** BEGIN Source passage **
So... a friend put me on to a random name generator here.

Behind the Name: Random Name Generator

I'm going to give it a go and see what it comes up with.


----------



## CupofJoe (Feb 17, 2014)

Motley said:


> My methods included perusing baby name sites and trying to find something that sounds good together. Then I search Google and Amazon to make sure the name isn't in use yet and doesn't belong to a mass murderer or beloved kindergarten teacher somewhere who may not want to be accidentally associated with what I do.


When a friend starts a new musical adventure he does extensive internet searches to find any associations with the names/words he wants to use.


----------



## psychotick (Feb 17, 2014)

Hi,

Phil I think you're taking a brave step, but you should be aware that there will be potential consequences for using your own name as your avatar name. The main one is that if you write something in the fora that other members or lurkers strongly dislike or disagree with they can simply look up your name, go to your book pages and write nasty reviews. Over on KB we have had a problem for a while of retaliation through this method.
** END Source passage **
** BEGIN Provided records **
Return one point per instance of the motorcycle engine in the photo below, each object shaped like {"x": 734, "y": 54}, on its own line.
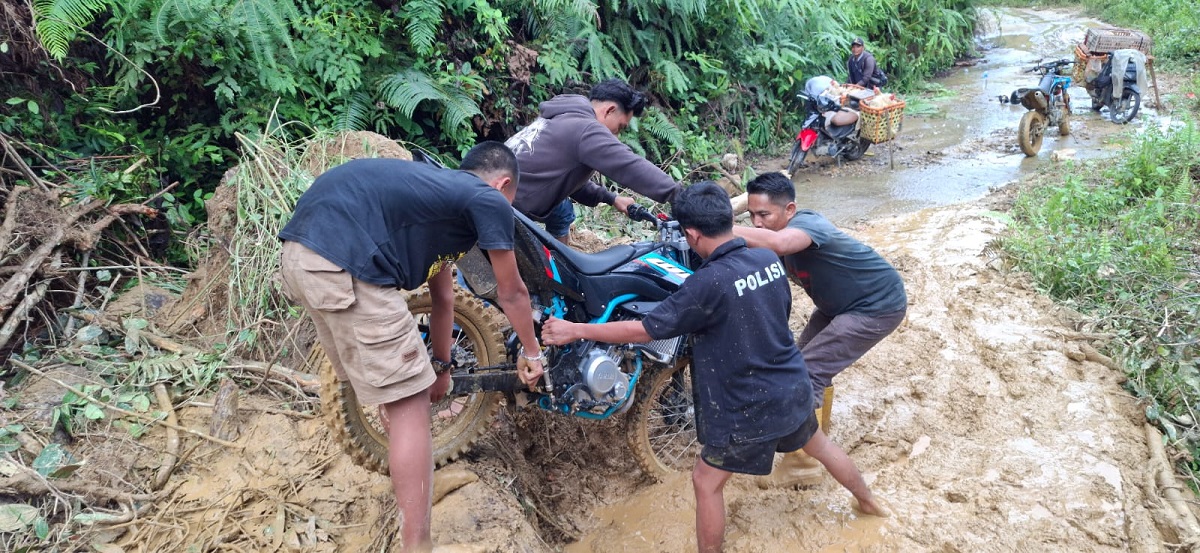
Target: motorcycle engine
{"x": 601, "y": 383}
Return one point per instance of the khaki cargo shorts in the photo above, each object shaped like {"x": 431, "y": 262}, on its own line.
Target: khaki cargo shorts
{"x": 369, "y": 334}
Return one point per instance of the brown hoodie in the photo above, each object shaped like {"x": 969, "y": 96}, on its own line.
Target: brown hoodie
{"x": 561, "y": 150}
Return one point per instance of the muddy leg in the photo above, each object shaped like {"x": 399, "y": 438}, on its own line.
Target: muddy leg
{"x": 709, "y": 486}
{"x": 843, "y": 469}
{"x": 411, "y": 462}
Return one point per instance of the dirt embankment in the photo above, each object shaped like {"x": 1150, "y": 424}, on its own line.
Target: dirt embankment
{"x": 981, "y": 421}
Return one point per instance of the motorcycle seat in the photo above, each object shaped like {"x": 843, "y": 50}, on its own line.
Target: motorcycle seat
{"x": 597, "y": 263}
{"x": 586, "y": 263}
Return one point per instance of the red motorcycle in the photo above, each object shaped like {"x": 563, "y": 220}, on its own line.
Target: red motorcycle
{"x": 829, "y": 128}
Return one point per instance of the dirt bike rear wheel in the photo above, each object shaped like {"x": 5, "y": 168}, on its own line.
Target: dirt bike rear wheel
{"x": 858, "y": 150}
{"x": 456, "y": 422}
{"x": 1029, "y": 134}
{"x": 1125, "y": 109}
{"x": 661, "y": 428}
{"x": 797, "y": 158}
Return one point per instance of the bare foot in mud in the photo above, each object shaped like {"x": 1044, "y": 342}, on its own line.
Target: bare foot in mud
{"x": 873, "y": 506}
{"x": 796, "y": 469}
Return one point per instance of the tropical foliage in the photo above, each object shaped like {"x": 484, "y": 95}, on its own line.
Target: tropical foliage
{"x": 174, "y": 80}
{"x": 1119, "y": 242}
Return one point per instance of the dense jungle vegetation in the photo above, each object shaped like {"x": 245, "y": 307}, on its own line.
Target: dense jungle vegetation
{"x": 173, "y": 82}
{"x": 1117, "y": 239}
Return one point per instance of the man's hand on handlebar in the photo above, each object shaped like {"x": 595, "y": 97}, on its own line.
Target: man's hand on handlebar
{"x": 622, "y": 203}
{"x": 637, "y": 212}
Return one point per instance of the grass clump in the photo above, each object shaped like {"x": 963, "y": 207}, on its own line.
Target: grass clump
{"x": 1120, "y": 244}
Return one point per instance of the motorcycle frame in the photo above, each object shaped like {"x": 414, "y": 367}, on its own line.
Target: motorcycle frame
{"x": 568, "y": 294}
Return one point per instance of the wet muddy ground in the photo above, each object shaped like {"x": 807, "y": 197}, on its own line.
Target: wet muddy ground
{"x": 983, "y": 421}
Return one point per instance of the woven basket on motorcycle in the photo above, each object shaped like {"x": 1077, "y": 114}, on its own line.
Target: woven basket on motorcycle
** END Provided records **
Transcribe the forum thread on choosing names in full, word for word. The listing has no connection to the forum thread on choosing names.

So... a friend put me on to a random name generator here.

Behind the Name: Random Name Generator

I'm going to give it a go and see what it comes up with.


----------



## CupofJoe (Feb 17, 2014)

Motley said:


> My methods included perusing baby name sites and trying to find something that sounds good together. Then I search Google and Amazon to make sure the name isn't in use yet and doesn't belong to a mass murderer or beloved kindergarten teacher somewhere who may not want to be accidentally associated with what I do.


When a friend starts a new musical adventure he does extensive internet searches to find any associations with the names/words he wants to use.


----------



## psychotick (Feb 17, 2014)

Hi,

Phil I think you're taking a brave step, but you should be aware that there will be potential consequences for using your own name as your avatar name. The main one is that if you write something in the fora that other members or lurkers strongly dislike or disagree with they can simply look up your name, go to your book pages and write nasty reviews. Over on KB we have had a problem for a while of retaliation through this method.